Copy the lines below verbatim, from the line with "May I ask you to find the door" to the line with "[[418, 120, 482, 284]]", including both.

- The input -

____________________

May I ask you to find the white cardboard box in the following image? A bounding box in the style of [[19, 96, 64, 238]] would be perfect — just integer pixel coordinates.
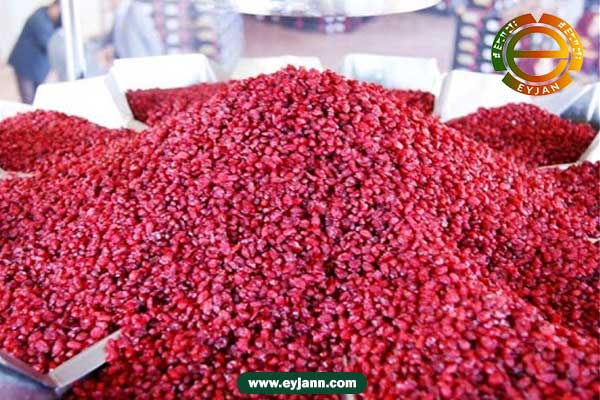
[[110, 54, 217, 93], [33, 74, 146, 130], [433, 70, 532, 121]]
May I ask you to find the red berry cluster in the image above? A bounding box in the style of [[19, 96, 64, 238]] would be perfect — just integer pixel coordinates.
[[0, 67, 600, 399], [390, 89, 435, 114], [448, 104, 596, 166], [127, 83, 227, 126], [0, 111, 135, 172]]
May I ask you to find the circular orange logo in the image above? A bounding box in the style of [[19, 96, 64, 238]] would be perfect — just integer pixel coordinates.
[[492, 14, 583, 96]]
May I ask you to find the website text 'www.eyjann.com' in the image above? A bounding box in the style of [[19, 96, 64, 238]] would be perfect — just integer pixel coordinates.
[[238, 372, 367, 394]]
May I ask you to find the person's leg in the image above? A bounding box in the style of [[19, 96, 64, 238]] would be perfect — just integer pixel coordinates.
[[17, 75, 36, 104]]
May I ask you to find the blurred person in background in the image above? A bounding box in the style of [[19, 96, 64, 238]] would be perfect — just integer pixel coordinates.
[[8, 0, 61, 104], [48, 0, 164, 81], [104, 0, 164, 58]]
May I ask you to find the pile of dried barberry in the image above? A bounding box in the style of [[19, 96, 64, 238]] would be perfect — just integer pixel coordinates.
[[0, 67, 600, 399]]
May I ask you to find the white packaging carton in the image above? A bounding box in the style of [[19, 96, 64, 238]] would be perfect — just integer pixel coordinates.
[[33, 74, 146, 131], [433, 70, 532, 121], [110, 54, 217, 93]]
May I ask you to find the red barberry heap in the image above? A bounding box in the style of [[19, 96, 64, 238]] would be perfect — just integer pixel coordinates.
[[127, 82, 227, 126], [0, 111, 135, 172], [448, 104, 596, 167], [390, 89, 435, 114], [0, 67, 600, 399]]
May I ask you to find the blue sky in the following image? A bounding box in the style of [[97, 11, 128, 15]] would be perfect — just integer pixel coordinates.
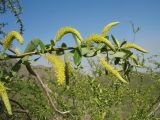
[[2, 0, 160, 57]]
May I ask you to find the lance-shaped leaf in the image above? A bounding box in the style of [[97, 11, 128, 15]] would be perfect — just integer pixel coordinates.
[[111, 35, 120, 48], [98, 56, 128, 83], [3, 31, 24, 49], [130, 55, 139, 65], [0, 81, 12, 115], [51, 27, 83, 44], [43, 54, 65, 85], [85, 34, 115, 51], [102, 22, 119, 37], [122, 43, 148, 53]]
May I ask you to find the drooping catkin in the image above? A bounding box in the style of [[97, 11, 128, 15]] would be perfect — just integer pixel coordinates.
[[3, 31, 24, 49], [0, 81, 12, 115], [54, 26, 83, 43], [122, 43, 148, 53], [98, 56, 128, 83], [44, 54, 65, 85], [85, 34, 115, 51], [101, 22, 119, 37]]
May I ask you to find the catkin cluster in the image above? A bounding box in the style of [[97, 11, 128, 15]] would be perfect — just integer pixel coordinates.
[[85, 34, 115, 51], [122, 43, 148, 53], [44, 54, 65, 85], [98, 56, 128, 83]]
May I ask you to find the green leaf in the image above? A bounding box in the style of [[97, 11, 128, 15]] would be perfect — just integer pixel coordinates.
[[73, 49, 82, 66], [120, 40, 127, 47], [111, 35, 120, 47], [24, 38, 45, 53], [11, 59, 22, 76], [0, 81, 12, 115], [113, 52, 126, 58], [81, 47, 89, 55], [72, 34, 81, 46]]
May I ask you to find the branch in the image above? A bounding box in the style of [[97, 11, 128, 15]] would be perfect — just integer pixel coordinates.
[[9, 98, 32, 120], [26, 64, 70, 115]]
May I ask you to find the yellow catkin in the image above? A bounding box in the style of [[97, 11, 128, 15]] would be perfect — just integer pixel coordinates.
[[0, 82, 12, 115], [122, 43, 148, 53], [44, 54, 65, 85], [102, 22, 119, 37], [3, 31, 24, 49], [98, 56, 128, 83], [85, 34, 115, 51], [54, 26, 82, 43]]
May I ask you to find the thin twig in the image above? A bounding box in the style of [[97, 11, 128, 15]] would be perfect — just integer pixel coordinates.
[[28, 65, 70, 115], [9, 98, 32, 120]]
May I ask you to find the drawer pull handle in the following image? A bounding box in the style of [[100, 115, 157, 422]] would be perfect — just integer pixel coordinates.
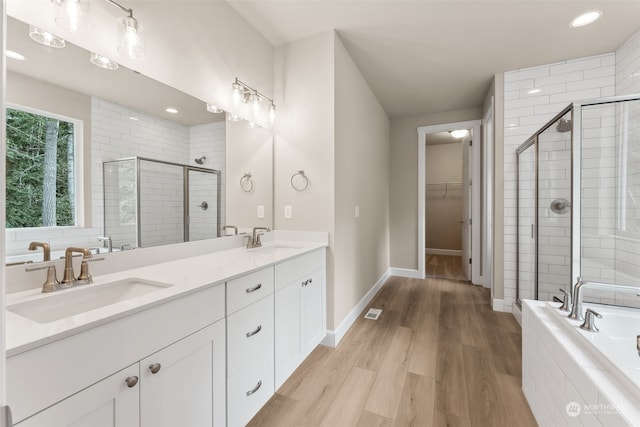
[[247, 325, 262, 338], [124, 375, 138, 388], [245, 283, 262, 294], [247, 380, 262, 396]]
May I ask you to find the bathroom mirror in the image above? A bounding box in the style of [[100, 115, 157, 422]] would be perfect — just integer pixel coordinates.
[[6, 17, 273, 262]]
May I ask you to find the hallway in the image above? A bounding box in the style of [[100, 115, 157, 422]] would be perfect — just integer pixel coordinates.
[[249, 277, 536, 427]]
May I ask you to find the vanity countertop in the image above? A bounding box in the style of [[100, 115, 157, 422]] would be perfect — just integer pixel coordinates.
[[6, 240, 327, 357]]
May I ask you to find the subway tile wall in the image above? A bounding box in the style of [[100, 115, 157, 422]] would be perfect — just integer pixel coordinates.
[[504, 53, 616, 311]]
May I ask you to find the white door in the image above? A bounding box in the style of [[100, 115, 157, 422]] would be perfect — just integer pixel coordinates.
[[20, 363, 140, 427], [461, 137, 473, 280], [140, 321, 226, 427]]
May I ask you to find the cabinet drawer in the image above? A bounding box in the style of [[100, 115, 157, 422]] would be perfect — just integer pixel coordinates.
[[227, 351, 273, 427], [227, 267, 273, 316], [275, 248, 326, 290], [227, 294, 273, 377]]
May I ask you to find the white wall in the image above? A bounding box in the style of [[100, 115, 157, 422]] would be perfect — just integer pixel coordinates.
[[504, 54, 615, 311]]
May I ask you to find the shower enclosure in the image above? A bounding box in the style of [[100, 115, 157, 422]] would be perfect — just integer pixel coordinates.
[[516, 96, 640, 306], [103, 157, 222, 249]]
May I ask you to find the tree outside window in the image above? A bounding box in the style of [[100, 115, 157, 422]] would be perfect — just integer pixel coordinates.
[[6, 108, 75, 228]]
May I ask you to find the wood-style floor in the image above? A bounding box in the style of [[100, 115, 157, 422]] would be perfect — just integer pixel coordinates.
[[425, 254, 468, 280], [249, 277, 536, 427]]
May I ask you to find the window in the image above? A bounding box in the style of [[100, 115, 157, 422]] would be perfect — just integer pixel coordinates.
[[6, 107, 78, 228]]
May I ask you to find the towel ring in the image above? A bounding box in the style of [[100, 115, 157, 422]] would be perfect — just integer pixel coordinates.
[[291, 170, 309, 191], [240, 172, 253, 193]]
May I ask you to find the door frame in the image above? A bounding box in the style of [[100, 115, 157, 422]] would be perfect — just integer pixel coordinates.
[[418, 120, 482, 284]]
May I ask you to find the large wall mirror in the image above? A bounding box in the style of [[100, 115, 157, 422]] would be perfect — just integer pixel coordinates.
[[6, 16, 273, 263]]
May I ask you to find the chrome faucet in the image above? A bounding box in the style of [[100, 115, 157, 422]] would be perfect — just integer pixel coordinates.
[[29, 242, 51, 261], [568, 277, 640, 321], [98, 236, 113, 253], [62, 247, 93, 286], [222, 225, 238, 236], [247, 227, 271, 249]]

____________________

- Written reply -
May I ask you to find the door frame in the image above? A bounding box in the style of [[100, 115, 157, 422]] would be perfect — just integer pixel coordinates.
[[418, 120, 482, 284]]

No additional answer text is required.